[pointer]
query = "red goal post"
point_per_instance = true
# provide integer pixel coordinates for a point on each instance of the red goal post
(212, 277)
++++
DO THIS
Please render each line of the records above as a string in a JSON list, one string per line, leaving out any blank lines.

EXPECTED ANSWER
[
  "[pointer]",
  "query = \"red goal post\"",
  "point_per_instance = true",
  "# provide integer pixel coordinates for a point on each instance of the red goal post",
  "(212, 277)"
]